**RECORDS PROVIDED:**
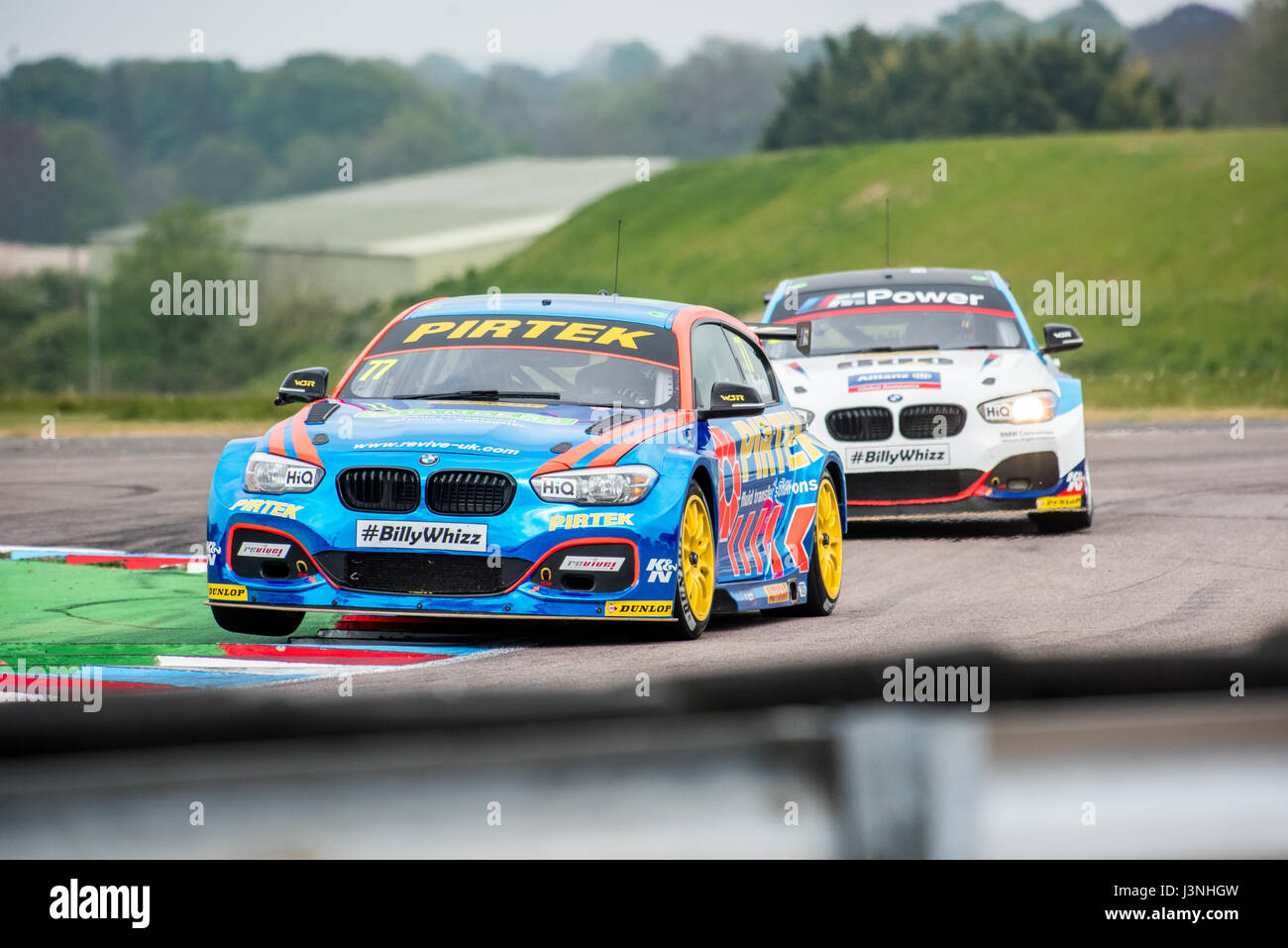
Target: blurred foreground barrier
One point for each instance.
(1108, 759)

--

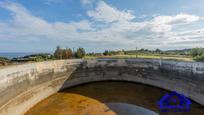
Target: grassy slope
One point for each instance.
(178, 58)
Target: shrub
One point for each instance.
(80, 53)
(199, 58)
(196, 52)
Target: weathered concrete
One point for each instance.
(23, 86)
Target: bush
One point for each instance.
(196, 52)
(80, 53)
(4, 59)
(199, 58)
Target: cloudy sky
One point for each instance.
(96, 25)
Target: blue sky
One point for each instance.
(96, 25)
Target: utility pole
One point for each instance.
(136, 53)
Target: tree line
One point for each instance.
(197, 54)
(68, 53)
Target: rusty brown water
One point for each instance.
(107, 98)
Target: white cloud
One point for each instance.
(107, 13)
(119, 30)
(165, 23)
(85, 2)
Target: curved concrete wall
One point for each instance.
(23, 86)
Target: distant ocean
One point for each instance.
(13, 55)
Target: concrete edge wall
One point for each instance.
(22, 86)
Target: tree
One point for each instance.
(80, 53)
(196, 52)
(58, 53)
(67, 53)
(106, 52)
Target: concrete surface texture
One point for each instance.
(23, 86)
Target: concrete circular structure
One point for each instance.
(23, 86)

**WORK TO COMPLETE:**
Which lines in the records above contain the word "wall"? Return each of them.

**SOLVED PROBLEM:**
Target: curved concrete wall
Target: concrete edge wall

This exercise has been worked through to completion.